WORK TO BE COMPLETED:
From the items below, pull out every line that contains the word "sample". Case counts.

· · · · · · ·

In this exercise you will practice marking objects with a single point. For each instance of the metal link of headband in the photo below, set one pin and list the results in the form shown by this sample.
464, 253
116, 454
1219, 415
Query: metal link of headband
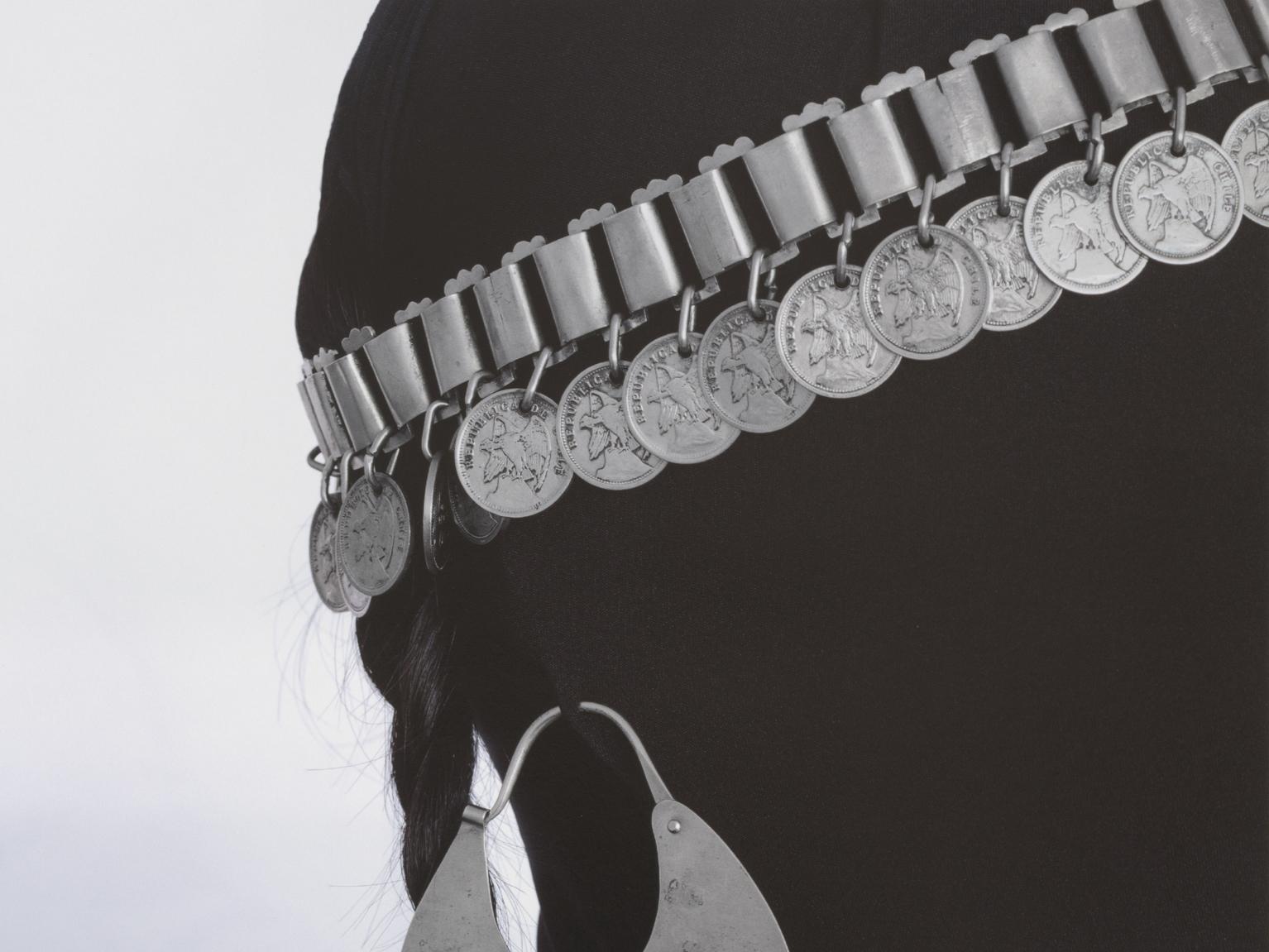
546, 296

· · · · · · ·

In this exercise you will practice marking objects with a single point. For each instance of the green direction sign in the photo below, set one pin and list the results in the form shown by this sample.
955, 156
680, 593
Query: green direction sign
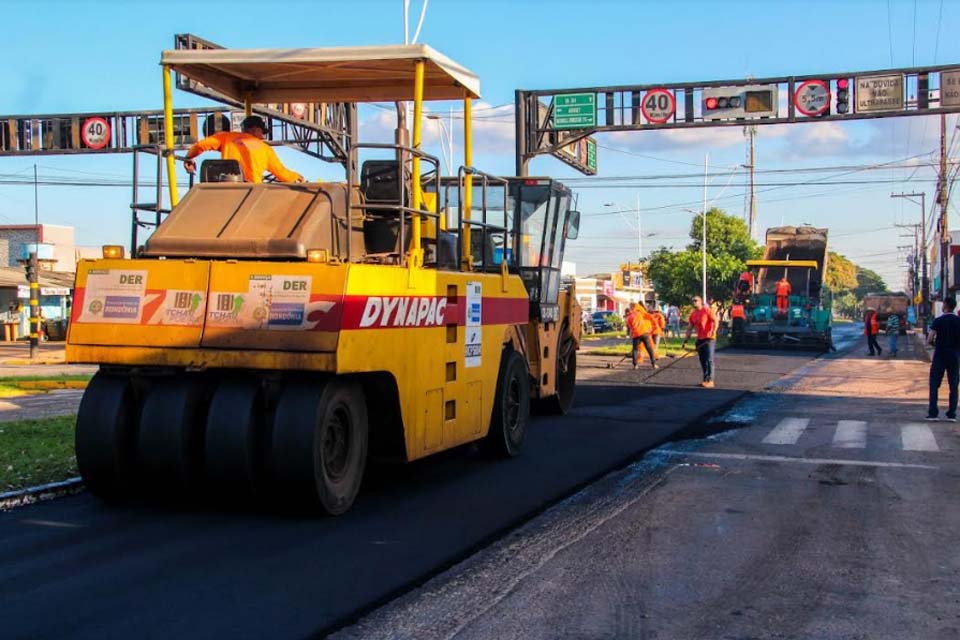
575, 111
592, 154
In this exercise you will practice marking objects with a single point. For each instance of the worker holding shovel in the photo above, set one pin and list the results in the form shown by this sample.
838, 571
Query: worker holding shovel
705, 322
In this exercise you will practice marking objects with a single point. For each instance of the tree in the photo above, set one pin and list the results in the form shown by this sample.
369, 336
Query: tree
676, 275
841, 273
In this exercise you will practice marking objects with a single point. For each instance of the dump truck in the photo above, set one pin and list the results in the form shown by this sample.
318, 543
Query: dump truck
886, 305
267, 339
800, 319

· · · · · · ·

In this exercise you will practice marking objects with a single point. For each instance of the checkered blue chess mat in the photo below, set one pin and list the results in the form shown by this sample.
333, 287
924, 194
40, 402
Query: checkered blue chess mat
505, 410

· · · · · · ·

THE SOLUTION:
In this exercise you will practice marking objects with a single point. For each instance of the metal link of headband in the photo below, set one pin and list the results in the form shown by this sample.
In this exercise you will practice marking objects with a single point. For each instance of the green direction sign in the photo below, set one pin and list the results in the form shown by this sample.
In this exercise you will practice marking objects with a single point. For each instance of the worker holding shovel in the photo above, set one pin and list the results in the form shown by this sample.
In this exercise you will practice marking objects with a single point. For each instance of the tree in the photo above, set one pin and list the results in the form shown by this sample.
In this exercise you will practice marking objects with a single point. For each instance of the dump truck in the photo above, set one pin and list the results in the form shown by this sample.
In this exercise you will practice marking objects with a single point. For each instance of the checkered blue chess mat in the photo below, set one pin and list the results in the form shown by this sample.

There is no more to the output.